** start of PROVIDED INFORMATION **

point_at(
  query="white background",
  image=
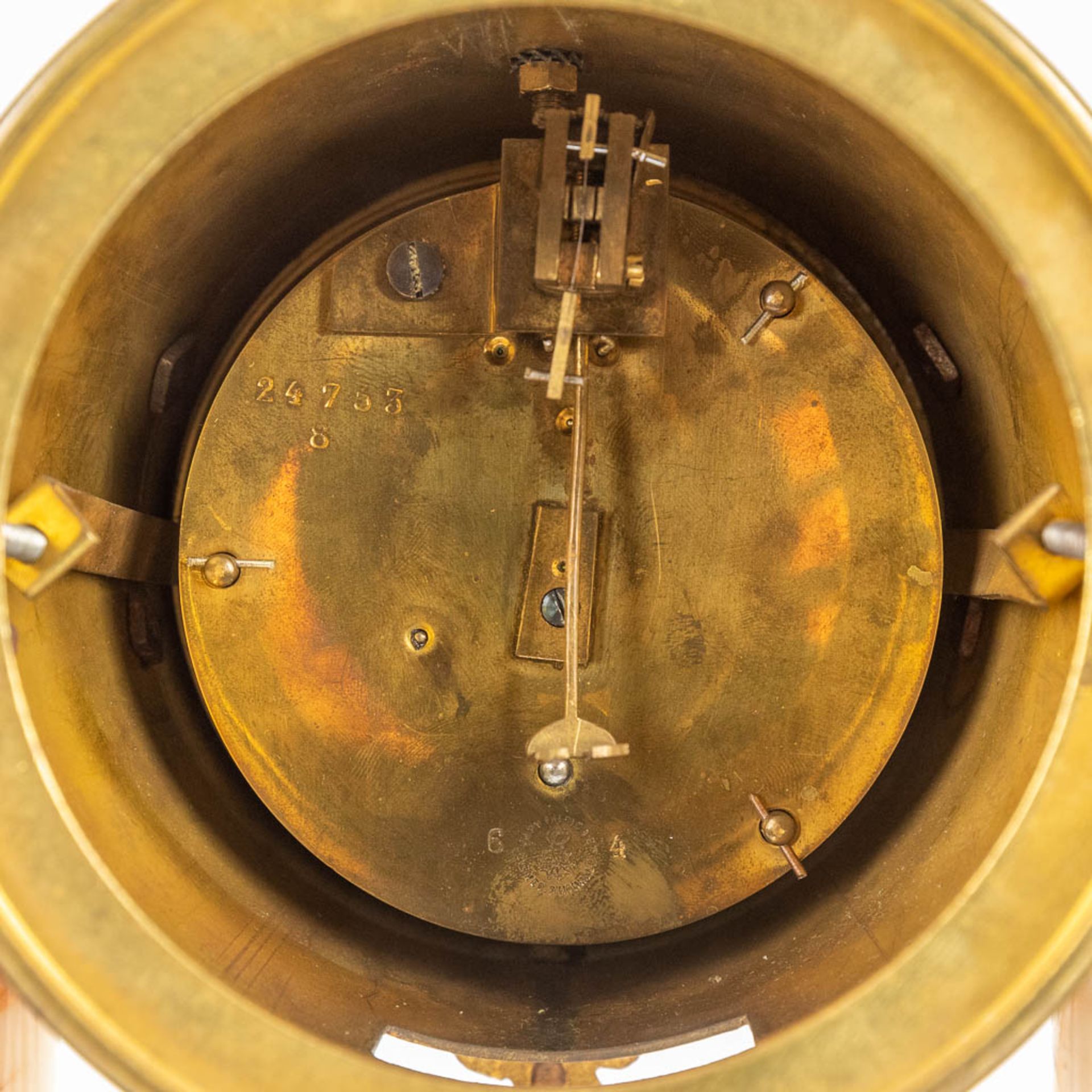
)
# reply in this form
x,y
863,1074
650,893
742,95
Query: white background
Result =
x,y
31,33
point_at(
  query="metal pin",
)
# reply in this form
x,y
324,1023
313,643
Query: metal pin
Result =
x,y
24,543
781,829
1065,539
639,153
543,377
223,569
777,300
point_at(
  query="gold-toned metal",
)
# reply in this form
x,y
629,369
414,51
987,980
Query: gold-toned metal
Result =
x,y
358,299
1011,562
565,420
535,639
48,506
129,545
777,300
499,350
572,737
717,606
780,828
547,191
562,345
148,904
534,263
614,270
590,127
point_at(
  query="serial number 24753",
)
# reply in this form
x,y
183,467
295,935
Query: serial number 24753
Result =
x,y
330,396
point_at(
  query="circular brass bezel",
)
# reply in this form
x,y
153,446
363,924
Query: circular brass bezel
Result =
x,y
950,80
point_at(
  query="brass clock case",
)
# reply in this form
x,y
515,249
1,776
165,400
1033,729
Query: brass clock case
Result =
x,y
173,177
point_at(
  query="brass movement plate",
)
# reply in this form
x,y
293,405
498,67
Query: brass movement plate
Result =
x,y
767,593
546,573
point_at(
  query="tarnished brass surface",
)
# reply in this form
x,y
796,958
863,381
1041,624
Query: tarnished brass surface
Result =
x,y
545,573
770,526
1011,562
163,178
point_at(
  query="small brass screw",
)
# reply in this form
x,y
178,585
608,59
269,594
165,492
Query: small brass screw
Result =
x,y
499,350
221,570
565,420
604,350
779,828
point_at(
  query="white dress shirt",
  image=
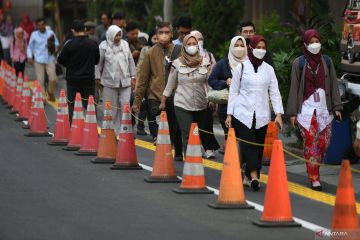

** end of PROVIDED INFORMATION **

_REQUIREMENT_: Count the lines above that contain the word "small", and reply with that number alone.

_REPLY TO THE EXERCISE_: 2